**What to produce**
Answer these questions from the article on The Great British Bake Off below.
(a) Who did a skit dressed as Boris Johnson in the opening?
(b) Which season is the series now in?
(c) In what year did Bake Off start?

---------- Reading text ----------

Times are changing for 'The Great British Bake Off' and not necessarily for the better

The hosts of The Great British Bake Off.
The hosts of The Great British Bake Off. (Image credit: Channel 4)

When the opening included new host Matt Lucas doing a skit dressed as British Prime Minister Boris Johnson, you knew that The Great British Bake Off had taken a little detour. It was certainly an effective way for the series, now in its eleventh season and its fourth since moving from the BBC to Channel 4 (the show remains a Netflix staple for American fans), to kick things off for 2020. Yet it still felt like a quiet admission that the show was changing. Still, judge Prue Leith promised the same old Bake Off: Familiar and comforting. Nobody really wants them to jazz up the formula. After all, Bake Off is one of the true undisputed kings of reality television, the perfect combination of low-stakes tension, food porn, and genuine human kindness.

When Bake Off started in 2010, it was a minor hit on a smaller BBC channel that seemed like pleasant, if easily ignored, Summer TV viewing. As the years rolled on, however, the show gathered steam and became one of the most-watched shows on British television, all without mucking around with its incredible simple idea: Gather together a group of amiable amateur bakers, set them fun challenges, make a few "soggy bottom" jokes along the way, and win the hearts of the nation. What is fascinating about Bake Off is how little its basic set-up changed over the years. You knew what you were getting with this show and audiences loved it. In an overcrowded entertainment ecosystem, where literally thousands of shows compete for your attention, there was something perfectly anti-dramatic about Bake Off. Sure, you could get sucked into the unusually unbearable tension over whether sponges will be done in time, but compared to more traditional reality programming that still relies on manufactured stakes and gif-friendly screaming, Bake Off felt like a much-needed nap: Calming, almost rejuvenating.

---------- Given entries ----------

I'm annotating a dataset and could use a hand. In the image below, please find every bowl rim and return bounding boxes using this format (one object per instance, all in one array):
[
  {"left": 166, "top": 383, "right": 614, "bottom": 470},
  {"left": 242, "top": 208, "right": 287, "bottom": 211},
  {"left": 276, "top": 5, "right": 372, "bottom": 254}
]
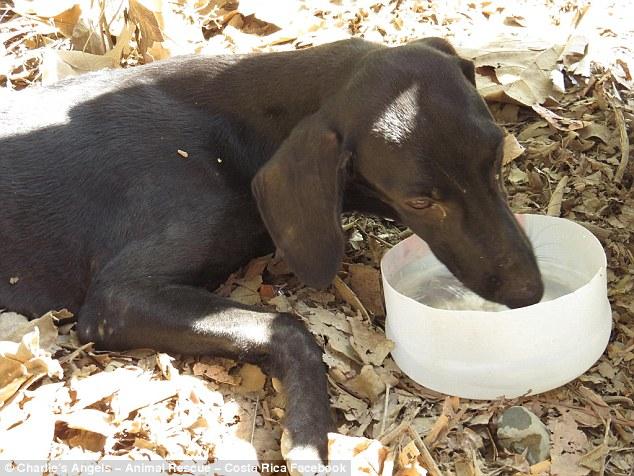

----------

**Written solution**
(a) Matt Lucas
(b) Its eleventh season
(c) 2010